JOB: Transcribe the entries below without any changes, from the line with "Batch job #47 — class: curb." up to and including the line with "52;76;76;92".

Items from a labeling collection
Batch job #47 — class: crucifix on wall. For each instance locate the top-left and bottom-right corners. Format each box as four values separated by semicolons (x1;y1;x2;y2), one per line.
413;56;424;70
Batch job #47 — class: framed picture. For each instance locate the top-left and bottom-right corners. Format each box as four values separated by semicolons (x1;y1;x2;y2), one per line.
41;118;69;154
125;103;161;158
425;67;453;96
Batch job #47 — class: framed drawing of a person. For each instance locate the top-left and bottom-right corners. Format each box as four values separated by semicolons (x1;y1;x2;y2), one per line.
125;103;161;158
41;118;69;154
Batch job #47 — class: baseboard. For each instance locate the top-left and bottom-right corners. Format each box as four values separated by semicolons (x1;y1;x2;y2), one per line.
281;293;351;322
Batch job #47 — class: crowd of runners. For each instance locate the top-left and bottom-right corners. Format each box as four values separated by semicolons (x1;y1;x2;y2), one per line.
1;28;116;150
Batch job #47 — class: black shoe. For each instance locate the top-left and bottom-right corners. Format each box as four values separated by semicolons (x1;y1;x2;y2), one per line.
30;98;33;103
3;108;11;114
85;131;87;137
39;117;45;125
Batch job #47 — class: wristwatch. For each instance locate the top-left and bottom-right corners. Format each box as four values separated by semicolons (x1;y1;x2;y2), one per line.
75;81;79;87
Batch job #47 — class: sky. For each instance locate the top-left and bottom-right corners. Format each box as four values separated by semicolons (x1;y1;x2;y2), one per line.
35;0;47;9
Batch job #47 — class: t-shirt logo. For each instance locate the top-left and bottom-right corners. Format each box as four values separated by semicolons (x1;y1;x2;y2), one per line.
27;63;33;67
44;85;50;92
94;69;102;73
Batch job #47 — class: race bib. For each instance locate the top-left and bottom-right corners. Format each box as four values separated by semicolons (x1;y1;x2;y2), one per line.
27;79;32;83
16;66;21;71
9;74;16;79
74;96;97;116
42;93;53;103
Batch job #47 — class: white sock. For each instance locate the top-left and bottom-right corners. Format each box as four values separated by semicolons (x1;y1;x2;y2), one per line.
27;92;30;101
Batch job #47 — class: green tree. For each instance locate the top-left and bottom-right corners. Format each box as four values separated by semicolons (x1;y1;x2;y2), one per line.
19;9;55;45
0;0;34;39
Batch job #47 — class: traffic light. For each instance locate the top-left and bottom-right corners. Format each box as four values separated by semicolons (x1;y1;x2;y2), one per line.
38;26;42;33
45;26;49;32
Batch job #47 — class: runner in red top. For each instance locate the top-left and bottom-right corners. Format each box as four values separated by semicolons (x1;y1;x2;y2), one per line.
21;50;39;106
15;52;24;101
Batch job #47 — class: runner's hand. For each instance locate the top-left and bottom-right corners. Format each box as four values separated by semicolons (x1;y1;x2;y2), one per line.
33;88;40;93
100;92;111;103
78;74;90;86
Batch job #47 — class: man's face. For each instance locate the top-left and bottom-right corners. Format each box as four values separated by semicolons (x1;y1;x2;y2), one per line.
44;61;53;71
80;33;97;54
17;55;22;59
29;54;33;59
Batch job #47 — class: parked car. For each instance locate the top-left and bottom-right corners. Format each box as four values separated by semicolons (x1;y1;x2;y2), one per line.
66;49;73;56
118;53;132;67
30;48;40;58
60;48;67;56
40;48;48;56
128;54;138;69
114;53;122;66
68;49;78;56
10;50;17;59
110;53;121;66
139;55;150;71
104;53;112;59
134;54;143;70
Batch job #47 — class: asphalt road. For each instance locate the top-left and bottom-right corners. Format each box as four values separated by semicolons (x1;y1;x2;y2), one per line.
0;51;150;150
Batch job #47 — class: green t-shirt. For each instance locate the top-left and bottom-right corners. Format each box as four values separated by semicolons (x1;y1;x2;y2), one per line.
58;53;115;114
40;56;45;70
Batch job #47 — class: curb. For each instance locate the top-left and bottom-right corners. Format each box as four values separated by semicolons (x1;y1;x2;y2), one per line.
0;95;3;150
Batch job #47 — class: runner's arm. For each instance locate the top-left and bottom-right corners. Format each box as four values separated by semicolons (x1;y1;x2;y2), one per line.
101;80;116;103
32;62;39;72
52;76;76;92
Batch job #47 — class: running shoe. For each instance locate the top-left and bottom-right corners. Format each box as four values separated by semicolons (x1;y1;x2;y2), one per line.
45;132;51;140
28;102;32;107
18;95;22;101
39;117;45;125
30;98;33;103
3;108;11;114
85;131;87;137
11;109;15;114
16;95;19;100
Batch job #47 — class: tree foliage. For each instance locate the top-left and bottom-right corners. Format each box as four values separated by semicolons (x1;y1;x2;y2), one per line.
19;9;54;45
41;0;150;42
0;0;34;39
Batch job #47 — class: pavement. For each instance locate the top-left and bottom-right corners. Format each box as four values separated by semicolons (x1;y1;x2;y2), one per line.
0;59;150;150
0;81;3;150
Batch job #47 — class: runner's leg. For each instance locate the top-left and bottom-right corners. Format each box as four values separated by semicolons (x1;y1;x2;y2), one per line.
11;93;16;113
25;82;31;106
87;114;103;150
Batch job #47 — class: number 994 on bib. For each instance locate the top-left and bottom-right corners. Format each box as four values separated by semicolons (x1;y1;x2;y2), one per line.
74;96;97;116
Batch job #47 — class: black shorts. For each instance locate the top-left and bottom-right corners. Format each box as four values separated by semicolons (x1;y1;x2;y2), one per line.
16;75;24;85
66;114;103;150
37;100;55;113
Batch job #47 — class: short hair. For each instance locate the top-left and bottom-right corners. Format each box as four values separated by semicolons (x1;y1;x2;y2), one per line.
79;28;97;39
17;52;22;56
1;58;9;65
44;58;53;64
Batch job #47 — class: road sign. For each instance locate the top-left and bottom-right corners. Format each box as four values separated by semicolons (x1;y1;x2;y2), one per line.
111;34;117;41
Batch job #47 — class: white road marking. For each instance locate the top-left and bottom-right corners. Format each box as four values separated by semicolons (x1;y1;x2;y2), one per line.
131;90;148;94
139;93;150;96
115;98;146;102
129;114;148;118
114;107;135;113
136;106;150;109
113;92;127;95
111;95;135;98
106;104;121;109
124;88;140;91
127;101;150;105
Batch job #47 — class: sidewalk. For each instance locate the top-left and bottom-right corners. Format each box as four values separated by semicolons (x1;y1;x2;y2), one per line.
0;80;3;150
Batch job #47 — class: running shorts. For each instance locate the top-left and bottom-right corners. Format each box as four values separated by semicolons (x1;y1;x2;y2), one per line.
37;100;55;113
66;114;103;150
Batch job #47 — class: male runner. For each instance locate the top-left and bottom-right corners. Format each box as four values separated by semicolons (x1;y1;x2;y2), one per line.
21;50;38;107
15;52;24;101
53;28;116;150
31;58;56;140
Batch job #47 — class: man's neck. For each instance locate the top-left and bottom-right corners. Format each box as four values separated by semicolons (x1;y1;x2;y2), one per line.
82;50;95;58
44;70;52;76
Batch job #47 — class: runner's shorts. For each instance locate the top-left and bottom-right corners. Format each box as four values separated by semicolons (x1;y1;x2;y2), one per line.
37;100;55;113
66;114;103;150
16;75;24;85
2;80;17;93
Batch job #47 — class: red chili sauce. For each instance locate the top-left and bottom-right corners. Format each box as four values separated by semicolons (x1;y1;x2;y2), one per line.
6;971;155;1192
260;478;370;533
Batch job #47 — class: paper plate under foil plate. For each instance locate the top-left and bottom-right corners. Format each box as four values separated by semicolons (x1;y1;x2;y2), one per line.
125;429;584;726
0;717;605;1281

* * *

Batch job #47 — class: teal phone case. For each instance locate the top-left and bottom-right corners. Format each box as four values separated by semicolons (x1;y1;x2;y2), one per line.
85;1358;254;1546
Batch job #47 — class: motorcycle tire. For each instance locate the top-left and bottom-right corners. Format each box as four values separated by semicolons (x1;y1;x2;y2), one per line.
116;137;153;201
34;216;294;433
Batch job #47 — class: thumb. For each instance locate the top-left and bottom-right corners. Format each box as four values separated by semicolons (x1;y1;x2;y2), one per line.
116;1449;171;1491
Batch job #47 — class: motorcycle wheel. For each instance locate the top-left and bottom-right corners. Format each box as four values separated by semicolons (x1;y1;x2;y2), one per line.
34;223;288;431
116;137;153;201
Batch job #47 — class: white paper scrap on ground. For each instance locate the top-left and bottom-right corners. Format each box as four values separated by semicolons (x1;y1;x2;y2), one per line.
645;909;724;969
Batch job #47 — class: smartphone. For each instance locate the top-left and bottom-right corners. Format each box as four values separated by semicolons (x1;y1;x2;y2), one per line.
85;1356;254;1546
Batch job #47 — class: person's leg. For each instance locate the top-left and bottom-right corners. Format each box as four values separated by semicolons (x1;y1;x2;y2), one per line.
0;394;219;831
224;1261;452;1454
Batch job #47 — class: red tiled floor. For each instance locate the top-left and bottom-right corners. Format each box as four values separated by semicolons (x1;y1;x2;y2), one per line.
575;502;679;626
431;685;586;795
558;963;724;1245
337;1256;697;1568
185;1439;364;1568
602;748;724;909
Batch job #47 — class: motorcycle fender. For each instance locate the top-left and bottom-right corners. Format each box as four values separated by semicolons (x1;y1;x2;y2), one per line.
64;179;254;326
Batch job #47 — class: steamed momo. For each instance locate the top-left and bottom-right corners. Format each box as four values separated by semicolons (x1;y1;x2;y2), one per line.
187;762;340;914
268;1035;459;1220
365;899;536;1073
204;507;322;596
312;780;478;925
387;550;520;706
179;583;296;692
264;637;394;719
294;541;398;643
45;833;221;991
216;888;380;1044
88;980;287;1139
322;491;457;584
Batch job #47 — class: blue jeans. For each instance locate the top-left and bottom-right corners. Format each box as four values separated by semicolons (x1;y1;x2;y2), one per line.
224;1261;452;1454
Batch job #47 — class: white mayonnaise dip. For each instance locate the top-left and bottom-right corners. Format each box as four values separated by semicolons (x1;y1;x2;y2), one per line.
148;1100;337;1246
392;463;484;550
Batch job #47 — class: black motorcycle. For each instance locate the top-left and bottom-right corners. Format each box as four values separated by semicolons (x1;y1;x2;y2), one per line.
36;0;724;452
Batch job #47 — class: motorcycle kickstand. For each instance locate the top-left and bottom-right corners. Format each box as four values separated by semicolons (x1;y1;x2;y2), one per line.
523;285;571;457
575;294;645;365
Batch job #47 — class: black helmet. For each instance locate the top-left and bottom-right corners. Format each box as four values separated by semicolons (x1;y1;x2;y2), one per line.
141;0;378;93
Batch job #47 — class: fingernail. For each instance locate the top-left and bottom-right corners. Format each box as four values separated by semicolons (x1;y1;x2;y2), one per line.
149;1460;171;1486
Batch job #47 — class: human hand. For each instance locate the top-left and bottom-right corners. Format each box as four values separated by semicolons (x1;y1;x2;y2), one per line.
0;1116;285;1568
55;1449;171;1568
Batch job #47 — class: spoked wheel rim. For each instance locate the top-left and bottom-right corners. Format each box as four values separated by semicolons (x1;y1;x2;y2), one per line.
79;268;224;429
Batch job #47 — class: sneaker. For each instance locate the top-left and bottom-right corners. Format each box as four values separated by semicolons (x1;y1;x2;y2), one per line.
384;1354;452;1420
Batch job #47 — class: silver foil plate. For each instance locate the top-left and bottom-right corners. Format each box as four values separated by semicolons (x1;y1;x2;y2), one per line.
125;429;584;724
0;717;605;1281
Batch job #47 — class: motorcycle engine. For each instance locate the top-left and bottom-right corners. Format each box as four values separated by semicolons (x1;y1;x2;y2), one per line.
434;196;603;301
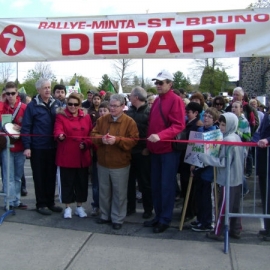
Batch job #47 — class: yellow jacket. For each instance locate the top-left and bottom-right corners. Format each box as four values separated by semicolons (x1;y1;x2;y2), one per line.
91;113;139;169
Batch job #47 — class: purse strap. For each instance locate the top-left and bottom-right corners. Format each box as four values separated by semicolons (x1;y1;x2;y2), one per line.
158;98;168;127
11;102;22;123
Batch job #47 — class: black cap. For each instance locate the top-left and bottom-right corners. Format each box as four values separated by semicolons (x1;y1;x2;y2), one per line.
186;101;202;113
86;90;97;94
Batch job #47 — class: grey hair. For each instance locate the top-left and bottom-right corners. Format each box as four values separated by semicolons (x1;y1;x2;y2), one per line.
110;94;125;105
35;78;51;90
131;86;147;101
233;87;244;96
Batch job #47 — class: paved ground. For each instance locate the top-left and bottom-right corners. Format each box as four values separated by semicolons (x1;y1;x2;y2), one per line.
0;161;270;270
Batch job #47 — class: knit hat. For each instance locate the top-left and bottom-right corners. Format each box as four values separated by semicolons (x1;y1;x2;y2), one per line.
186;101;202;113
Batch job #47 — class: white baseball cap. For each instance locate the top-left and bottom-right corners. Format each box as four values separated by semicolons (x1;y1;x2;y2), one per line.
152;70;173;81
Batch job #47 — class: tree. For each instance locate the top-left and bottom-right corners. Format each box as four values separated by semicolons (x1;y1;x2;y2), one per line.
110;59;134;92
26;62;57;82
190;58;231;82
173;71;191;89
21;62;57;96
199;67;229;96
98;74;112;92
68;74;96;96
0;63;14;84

* * *

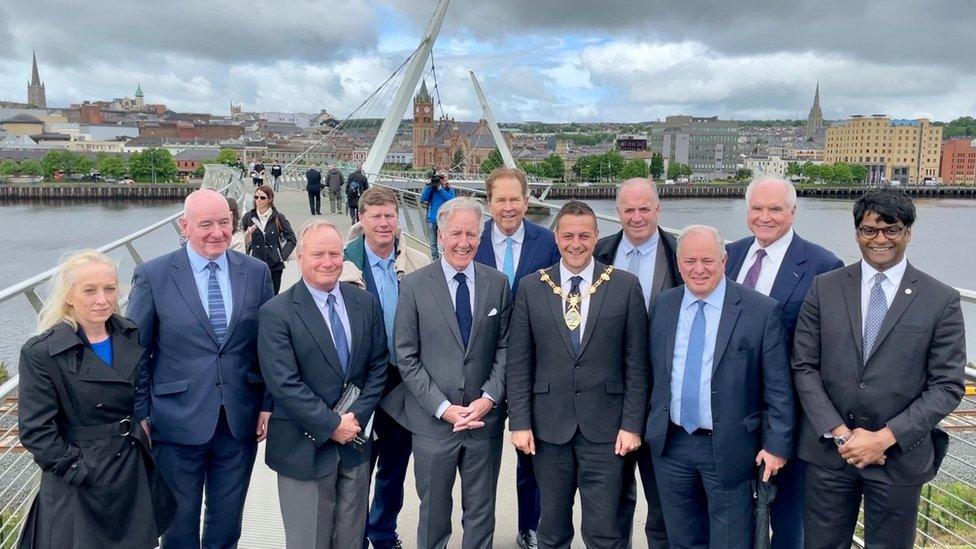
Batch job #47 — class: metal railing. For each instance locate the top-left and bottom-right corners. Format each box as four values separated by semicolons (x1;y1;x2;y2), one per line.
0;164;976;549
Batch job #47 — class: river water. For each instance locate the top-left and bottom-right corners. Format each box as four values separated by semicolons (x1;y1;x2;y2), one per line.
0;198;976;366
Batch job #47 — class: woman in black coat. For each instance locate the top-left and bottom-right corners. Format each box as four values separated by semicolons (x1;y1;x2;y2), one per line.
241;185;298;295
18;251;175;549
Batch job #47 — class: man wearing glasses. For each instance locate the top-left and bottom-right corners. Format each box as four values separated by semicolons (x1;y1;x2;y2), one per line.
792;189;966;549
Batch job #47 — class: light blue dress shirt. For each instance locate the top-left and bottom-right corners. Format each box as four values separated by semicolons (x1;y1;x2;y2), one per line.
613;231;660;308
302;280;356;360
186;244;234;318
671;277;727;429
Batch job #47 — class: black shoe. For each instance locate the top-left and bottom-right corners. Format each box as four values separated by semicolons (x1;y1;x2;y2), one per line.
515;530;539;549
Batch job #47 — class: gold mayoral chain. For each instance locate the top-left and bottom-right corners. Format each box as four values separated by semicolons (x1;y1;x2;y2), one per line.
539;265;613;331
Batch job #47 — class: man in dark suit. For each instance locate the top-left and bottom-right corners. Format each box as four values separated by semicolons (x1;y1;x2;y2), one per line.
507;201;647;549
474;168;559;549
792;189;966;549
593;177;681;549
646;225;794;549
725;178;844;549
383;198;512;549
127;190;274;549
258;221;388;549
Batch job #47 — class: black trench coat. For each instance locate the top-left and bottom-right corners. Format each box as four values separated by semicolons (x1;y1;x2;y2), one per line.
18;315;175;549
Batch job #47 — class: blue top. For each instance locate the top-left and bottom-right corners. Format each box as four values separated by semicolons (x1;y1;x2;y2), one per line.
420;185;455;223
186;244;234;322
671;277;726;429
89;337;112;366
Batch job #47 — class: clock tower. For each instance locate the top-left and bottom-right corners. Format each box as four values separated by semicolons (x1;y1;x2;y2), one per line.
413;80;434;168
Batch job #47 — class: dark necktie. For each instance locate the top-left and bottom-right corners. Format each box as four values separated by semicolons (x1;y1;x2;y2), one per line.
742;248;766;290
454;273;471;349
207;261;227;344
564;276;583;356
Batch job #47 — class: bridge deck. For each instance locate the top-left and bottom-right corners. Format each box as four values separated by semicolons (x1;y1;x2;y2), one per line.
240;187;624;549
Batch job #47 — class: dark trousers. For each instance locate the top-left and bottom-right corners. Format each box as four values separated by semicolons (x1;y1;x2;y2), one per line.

TASK SOLUTION:
Batch job #47 — class: curb. For each instance locate the top-left and bottom-right corners. Format each box as four values separated by semicolons (x1;y1;x2;y2), one per line.
0;95;3;150
Batch job #47 — class: runner's arm. For each instance locate the top-left and bottom-right corners. Format each box as four values separated by semicolons (x1;y1;x2;y2), one per line.
101;80;116;103
32;62;39;72
52;76;76;92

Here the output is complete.